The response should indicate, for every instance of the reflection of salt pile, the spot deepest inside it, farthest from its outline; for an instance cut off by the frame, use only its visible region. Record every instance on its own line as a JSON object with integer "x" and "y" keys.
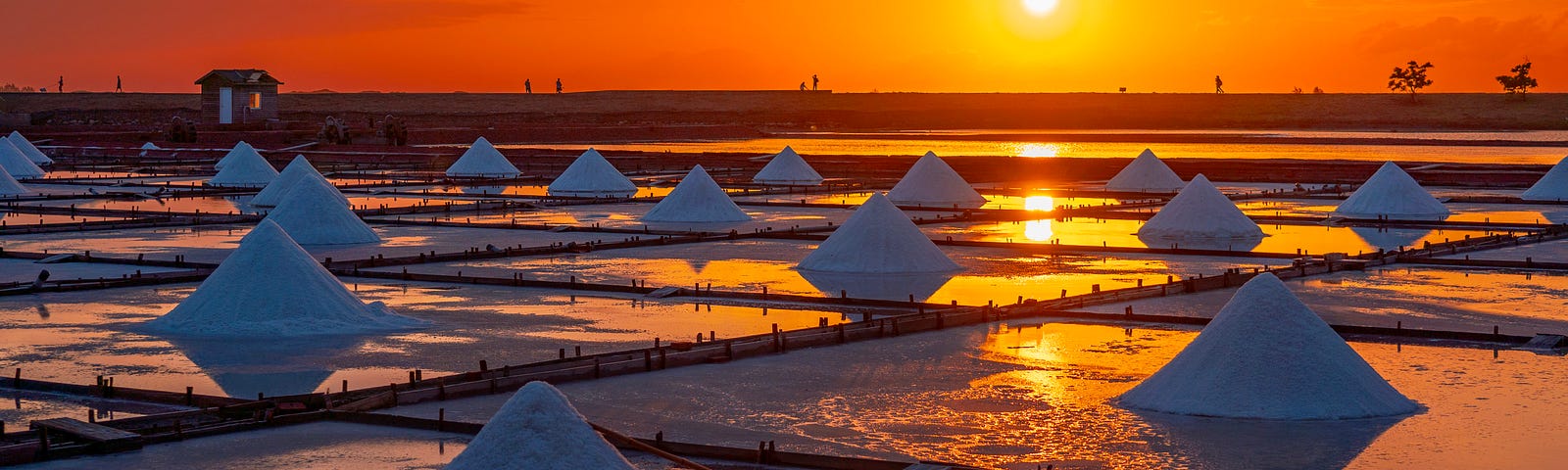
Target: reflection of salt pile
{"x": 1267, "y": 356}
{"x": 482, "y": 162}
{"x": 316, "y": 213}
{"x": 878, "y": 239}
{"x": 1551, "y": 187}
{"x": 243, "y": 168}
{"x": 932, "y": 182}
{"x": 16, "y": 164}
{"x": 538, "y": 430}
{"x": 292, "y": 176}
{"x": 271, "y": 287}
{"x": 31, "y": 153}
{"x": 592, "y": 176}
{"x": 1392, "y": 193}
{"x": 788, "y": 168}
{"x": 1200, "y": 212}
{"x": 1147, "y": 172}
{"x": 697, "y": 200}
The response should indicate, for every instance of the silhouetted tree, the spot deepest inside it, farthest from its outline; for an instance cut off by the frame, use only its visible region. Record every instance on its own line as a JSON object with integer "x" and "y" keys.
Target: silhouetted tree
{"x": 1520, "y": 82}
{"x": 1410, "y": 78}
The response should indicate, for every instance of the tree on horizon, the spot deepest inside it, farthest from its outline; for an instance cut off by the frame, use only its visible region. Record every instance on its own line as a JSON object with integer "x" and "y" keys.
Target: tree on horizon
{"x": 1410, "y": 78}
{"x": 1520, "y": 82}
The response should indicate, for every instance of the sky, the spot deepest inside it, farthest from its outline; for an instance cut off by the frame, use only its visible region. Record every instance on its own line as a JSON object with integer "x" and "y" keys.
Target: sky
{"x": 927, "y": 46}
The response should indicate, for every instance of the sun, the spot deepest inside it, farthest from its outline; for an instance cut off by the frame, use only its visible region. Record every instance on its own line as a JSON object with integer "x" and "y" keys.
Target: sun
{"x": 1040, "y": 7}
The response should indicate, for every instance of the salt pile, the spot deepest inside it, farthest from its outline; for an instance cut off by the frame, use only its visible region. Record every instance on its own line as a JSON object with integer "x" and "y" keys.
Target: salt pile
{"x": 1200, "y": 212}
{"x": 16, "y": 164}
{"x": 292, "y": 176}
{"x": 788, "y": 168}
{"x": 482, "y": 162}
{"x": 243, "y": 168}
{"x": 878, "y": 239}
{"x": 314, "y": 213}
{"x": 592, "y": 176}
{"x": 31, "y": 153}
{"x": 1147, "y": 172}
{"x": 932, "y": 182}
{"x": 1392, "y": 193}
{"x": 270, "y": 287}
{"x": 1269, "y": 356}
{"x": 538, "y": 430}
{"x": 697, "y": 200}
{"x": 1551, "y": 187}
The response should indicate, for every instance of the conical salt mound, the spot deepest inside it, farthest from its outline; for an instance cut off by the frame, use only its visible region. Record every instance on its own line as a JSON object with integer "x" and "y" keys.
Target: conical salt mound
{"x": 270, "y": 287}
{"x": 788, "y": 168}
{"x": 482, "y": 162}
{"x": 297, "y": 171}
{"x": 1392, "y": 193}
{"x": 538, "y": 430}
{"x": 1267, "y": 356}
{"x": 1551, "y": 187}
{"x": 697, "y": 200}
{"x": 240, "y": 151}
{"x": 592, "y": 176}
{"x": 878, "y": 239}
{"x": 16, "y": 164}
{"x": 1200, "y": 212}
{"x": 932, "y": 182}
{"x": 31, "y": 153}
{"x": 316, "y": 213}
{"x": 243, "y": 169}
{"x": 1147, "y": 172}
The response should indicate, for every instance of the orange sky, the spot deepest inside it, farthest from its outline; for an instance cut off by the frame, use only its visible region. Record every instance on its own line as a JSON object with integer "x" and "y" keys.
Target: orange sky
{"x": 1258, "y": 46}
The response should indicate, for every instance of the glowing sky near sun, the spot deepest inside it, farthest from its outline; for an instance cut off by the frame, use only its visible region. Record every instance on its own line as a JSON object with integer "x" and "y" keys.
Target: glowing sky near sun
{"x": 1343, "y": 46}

--- Written task ---
Please arrange all the items above as a numbered list, leaving out blank lines and any pictures.

--- Result of this task ---
1. The response should indicate, for every instance of the reflection of salt pile, the spot deepest inside it, farthest from its outline; for an instance cut off by the frame, use only its visible region. Record every instance on its own line as a JSON object with integer "x" and "y" keys.
2. Target: reflection of salt pile
3. {"x": 1267, "y": 356}
4. {"x": 482, "y": 162}
5. {"x": 316, "y": 213}
6. {"x": 878, "y": 239}
7. {"x": 1551, "y": 187}
8. {"x": 243, "y": 168}
9. {"x": 932, "y": 182}
10. {"x": 16, "y": 164}
11. {"x": 538, "y": 430}
12. {"x": 292, "y": 176}
13. {"x": 271, "y": 287}
14. {"x": 31, "y": 153}
15. {"x": 592, "y": 176}
16. {"x": 1392, "y": 193}
17. {"x": 788, "y": 168}
18. {"x": 1200, "y": 212}
19. {"x": 1147, "y": 172}
20. {"x": 697, "y": 200}
21. The response should indicate, for every instance of the silhouetted tree, the spot deepest inside it, farthest from its outline; for an instance cut off by the frame, use only its visible region. Record every instance on its own line as a JSON object with integer "x" and "y" keys.
22. Target: silhouetted tree
23. {"x": 1520, "y": 82}
24. {"x": 1410, "y": 78}
25. The response should indicate, for every instance of the tree on horizon, the spot deepest inside it, farthest from its outline; for an instance cut off by the frame, use only its visible region. Record every instance on its own line as a JSON object with integer "x" and "y" keys.
26. Target: tree on horizon
27. {"x": 1410, "y": 78}
28. {"x": 1520, "y": 82}
29. The response should indicate, for every instance of the sky, the spot deepest inside it, farthest from its outline; for an instance cut off by the frame, use only its visible region. Record every instance on its own line as a JSON object with integer "x" and "y" keys.
30. Target: sky
31. {"x": 927, "y": 46}
32. The response should indicate, for every instance of the sun, the spot deepest inside it, farthest from its outline; for an instance cut off by the frame, use only its visible region. Record every instance on its own line as a JSON object with integer "x" and "y" keys.
33. Target: sun
34. {"x": 1040, "y": 7}
35. The response should indicate, for every instance of the salt pile, the spot deepest inside it, farthest from its outline; for an instance cut off by the frame, use only its visible region. Record every instance on its own line as a JSON object with integer "x" and "y" keys.
36. Target: salt pile
37. {"x": 1200, "y": 212}
38. {"x": 16, "y": 164}
39. {"x": 292, "y": 176}
40. {"x": 788, "y": 168}
41. {"x": 482, "y": 162}
42. {"x": 243, "y": 168}
43. {"x": 878, "y": 239}
44. {"x": 314, "y": 213}
45. {"x": 592, "y": 176}
46. {"x": 31, "y": 153}
47. {"x": 1147, "y": 172}
48. {"x": 932, "y": 182}
49. {"x": 1392, "y": 193}
50. {"x": 270, "y": 287}
51. {"x": 1269, "y": 356}
52. {"x": 538, "y": 430}
53. {"x": 697, "y": 200}
54. {"x": 1551, "y": 187}
55. The response should indicate, for every instance of the conical salt mound, the spot deepest inside it, farthest from its outline; for an instance cut off by the frame, use only its visible region. Record every instance on its own line as a JSON object with integer "x" and "y" keys.
56. Target: conical salt mound
57. {"x": 270, "y": 287}
58. {"x": 788, "y": 168}
59. {"x": 482, "y": 162}
60. {"x": 297, "y": 171}
61. {"x": 1392, "y": 193}
62. {"x": 538, "y": 430}
63. {"x": 1267, "y": 356}
64. {"x": 1551, "y": 187}
65. {"x": 697, "y": 200}
66. {"x": 240, "y": 151}
67. {"x": 592, "y": 176}
68. {"x": 878, "y": 239}
69. {"x": 16, "y": 164}
70. {"x": 1200, "y": 212}
71. {"x": 932, "y": 182}
72. {"x": 31, "y": 153}
73. {"x": 316, "y": 213}
74. {"x": 243, "y": 169}
75. {"x": 1147, "y": 172}
76. The response should indicate, for every instance of the orange sky, the spot deepest inside it, farthest from its outline; for an instance cut off by the frame, use only its visible region. Record every instance on its own line as a JSON object with integer "x" and "y" keys.
77. Target: orange sky
78. {"x": 1258, "y": 46}
79. The response should indicate, for every instance of the glowing sky near sun, the spot deepest inside it, farthest from its outline; for an instance cut off by the frame, use only its visible region. Record every instance on its own line as a JSON object with integer "x" and "y" keys.
80. Target: glowing sky near sun
81. {"x": 1343, "y": 46}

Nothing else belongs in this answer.